Task prompt =>
Quote the lines below exactly, from the one that holds "Provide the polygon of every instance of the yellow" through the final line of the records, and only those.

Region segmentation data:

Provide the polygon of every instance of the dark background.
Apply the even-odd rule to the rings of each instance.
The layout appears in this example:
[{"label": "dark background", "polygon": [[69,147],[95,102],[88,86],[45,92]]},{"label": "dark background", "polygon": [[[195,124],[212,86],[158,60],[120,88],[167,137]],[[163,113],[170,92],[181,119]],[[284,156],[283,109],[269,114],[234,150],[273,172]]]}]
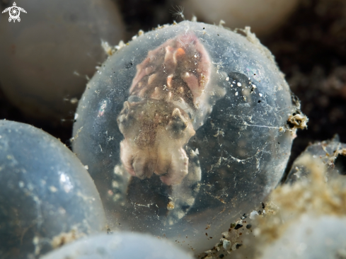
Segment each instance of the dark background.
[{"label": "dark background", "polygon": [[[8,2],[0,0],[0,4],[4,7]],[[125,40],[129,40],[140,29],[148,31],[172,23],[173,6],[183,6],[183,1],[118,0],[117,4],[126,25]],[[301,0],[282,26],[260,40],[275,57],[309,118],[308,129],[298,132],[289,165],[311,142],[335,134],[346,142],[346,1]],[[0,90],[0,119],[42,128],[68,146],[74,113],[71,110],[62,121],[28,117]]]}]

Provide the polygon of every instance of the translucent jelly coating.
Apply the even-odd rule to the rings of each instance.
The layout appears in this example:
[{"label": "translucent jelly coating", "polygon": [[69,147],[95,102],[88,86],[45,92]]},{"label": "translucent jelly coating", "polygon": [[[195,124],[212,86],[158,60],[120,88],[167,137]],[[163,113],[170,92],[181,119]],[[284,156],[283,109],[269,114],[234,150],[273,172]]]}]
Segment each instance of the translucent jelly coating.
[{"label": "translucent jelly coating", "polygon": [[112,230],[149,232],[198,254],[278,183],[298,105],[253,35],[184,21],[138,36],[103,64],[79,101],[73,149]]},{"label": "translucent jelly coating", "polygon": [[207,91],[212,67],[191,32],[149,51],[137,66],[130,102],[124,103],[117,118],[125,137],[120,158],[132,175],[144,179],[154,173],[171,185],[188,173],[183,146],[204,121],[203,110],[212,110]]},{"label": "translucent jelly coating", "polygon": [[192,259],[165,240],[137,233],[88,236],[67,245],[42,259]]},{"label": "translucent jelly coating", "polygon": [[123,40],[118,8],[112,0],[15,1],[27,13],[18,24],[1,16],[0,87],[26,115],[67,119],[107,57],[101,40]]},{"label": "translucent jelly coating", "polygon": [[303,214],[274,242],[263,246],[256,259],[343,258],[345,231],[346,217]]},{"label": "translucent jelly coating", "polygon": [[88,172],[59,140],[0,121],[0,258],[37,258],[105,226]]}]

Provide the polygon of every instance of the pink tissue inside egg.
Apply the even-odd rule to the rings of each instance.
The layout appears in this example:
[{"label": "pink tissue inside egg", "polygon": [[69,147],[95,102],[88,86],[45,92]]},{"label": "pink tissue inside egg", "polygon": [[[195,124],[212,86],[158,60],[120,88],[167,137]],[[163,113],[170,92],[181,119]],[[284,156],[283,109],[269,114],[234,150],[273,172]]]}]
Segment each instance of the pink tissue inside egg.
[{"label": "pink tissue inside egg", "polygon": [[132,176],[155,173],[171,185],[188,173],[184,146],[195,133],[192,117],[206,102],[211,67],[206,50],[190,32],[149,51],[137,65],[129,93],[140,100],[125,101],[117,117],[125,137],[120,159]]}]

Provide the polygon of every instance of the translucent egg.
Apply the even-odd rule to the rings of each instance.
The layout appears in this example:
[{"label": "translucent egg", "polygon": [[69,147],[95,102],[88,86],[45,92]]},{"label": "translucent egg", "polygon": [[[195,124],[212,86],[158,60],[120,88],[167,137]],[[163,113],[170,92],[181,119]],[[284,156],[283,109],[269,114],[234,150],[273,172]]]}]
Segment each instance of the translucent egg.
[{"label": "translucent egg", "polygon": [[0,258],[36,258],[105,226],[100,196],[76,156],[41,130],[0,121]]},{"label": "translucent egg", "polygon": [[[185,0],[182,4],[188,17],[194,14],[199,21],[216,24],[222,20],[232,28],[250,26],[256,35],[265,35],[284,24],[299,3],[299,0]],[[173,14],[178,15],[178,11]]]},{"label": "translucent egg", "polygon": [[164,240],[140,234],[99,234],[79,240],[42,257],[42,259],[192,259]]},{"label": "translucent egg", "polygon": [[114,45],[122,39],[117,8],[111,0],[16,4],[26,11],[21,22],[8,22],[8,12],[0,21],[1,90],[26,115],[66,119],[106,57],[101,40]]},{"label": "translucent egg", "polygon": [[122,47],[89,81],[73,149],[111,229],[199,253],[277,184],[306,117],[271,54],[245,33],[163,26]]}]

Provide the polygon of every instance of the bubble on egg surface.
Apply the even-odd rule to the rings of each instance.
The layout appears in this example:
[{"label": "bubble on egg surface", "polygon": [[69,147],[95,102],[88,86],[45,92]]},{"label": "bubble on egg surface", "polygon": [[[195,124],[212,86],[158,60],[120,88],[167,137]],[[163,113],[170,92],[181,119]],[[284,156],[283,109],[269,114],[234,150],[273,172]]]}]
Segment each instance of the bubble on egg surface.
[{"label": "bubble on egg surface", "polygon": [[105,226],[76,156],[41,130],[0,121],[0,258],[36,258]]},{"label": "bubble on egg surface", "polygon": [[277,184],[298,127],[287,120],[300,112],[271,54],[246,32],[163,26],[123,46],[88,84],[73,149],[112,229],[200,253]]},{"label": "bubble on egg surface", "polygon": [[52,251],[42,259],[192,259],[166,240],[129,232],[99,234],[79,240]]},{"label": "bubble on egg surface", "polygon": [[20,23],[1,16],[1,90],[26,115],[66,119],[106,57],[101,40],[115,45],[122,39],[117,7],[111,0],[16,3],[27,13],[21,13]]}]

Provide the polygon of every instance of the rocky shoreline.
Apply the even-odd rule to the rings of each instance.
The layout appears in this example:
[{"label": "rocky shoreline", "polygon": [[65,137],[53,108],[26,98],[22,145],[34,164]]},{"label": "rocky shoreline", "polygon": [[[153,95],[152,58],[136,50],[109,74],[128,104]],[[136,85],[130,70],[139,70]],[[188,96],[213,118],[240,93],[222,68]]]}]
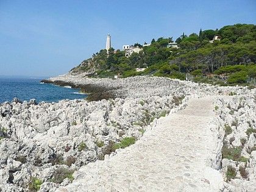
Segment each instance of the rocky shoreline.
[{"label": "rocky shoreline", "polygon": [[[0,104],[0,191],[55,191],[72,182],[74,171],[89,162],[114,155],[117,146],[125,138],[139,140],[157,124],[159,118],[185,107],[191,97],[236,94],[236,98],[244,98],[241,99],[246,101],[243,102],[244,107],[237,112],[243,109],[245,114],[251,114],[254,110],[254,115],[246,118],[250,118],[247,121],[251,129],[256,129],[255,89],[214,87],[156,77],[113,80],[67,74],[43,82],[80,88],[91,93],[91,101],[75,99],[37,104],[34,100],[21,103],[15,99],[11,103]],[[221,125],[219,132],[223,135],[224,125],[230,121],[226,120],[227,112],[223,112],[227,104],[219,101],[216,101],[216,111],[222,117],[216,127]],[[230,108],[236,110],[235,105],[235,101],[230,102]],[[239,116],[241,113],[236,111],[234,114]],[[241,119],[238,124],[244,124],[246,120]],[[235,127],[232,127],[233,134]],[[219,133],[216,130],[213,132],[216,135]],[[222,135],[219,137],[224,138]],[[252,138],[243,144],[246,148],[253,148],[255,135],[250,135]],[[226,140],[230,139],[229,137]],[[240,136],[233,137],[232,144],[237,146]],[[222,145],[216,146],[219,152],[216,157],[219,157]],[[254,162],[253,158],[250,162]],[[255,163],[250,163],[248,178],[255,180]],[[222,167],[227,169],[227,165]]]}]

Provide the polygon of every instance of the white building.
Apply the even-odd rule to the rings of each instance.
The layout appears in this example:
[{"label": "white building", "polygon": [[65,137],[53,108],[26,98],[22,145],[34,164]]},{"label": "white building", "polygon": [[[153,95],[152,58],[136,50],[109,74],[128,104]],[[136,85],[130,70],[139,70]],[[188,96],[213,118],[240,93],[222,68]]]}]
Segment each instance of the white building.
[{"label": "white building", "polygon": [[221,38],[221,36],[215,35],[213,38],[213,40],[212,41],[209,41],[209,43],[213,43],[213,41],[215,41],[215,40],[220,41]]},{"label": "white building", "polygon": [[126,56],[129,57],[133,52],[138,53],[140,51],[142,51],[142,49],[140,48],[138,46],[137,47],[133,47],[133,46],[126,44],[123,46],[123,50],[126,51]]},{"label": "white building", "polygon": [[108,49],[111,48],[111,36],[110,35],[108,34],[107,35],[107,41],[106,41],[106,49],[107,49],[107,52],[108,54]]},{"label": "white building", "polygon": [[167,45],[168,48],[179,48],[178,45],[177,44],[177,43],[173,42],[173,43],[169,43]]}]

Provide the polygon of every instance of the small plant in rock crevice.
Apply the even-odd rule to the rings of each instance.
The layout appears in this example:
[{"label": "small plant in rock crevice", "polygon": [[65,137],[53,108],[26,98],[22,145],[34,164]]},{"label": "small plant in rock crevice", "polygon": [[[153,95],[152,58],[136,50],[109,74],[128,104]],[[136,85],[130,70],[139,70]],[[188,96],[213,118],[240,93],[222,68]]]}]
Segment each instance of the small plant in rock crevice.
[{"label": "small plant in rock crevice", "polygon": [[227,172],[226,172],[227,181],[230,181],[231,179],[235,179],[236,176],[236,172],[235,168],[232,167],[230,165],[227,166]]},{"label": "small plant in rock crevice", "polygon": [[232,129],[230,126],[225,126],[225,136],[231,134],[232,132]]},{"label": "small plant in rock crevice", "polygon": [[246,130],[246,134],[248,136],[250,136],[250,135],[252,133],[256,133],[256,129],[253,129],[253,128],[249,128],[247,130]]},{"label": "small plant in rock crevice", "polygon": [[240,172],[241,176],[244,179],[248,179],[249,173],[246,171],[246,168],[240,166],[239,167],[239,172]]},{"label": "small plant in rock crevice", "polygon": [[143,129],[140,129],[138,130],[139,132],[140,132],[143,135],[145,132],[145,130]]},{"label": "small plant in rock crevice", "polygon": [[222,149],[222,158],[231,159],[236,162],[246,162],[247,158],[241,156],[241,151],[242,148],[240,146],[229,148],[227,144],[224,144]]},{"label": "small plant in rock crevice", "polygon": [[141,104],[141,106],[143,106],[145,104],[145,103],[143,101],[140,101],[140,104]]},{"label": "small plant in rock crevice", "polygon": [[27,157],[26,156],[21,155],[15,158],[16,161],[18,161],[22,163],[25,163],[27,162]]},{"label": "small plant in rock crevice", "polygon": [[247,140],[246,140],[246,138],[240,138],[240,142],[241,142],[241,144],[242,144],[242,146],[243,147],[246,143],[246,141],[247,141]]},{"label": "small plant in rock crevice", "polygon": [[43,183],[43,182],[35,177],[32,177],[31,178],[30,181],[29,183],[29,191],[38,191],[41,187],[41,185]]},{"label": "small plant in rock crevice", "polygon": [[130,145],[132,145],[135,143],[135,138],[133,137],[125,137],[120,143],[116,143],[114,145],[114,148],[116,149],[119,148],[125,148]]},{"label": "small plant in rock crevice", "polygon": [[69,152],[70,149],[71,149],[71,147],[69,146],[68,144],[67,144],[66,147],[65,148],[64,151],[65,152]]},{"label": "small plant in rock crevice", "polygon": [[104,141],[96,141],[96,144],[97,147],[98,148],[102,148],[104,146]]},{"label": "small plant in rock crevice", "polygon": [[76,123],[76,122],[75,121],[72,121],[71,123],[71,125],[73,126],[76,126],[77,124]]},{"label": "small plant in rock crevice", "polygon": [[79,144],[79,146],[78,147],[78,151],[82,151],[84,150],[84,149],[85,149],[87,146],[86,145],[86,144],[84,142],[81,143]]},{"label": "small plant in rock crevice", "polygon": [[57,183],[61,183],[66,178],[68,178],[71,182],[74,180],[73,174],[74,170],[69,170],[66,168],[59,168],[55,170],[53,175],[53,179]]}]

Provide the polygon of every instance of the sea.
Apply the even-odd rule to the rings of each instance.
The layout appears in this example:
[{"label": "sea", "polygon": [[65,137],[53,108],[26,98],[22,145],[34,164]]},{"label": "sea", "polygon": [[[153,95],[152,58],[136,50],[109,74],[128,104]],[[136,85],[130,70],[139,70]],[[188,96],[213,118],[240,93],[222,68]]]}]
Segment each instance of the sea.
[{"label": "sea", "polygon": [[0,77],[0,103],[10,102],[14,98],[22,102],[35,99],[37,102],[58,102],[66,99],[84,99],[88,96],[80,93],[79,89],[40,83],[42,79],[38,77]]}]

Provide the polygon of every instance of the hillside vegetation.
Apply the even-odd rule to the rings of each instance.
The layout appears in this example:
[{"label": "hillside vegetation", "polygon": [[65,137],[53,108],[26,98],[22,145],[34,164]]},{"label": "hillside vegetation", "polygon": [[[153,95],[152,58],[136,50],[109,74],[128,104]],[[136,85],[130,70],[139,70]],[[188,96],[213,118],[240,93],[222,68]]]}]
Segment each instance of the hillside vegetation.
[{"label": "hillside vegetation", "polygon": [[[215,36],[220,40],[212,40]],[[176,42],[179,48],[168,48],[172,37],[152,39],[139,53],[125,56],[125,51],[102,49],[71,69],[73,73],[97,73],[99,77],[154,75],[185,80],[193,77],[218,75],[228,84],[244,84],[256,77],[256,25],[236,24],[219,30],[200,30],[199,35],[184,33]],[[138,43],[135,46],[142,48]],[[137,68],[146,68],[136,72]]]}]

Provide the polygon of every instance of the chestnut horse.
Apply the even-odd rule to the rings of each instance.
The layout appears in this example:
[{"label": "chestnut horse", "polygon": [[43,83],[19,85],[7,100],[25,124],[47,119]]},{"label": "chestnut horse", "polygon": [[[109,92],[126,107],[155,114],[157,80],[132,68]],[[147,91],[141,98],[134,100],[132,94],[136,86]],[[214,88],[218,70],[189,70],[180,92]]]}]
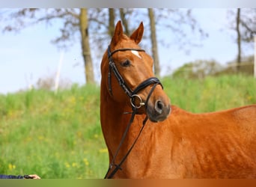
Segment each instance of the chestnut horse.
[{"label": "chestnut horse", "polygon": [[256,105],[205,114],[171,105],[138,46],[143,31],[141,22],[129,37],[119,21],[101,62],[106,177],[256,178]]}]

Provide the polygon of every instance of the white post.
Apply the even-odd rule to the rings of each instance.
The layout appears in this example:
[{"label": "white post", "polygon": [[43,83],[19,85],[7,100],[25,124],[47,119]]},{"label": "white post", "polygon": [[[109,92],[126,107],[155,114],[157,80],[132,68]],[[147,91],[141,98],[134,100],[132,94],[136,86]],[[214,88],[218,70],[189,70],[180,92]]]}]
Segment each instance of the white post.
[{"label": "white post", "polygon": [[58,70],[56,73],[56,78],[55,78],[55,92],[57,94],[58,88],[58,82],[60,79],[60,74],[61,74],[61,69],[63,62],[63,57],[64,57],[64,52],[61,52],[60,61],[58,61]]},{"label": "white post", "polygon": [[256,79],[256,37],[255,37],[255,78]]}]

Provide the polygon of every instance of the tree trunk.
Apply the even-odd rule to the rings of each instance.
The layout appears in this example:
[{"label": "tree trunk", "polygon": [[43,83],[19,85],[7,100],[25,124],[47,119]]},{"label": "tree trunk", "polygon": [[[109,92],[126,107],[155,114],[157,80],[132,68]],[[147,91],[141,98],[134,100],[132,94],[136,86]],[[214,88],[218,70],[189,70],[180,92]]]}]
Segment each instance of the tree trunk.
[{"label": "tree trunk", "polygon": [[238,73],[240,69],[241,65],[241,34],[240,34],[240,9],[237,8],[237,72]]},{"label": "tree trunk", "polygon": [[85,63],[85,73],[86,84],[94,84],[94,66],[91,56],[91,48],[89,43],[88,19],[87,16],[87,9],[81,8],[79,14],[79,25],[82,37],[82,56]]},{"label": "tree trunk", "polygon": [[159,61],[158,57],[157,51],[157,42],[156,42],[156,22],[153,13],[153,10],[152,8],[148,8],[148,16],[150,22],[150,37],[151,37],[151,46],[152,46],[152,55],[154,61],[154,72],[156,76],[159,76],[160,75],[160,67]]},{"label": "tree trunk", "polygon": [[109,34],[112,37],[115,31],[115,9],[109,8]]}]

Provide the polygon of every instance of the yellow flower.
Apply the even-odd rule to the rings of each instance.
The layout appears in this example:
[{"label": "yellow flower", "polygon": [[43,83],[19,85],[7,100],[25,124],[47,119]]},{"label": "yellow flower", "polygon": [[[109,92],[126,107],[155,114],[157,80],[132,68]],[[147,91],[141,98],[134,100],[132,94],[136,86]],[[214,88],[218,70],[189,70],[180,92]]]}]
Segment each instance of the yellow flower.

Response =>
Provide the polygon of every instance of the yellow flower.
Apply the even-odd rule to the rings of each instance.
The layout appears in this example:
[{"label": "yellow flower", "polygon": [[43,83],[19,85],[7,100],[25,124],[47,119]]},{"label": "yellow flower", "polygon": [[[109,92],[126,107],[155,114],[157,80],[132,68]],[[147,91],[141,98],[134,100],[132,94],[136,86]],[[214,88],[218,70],[189,70],[180,92]]]}]
Segment each instance of the yellow flower.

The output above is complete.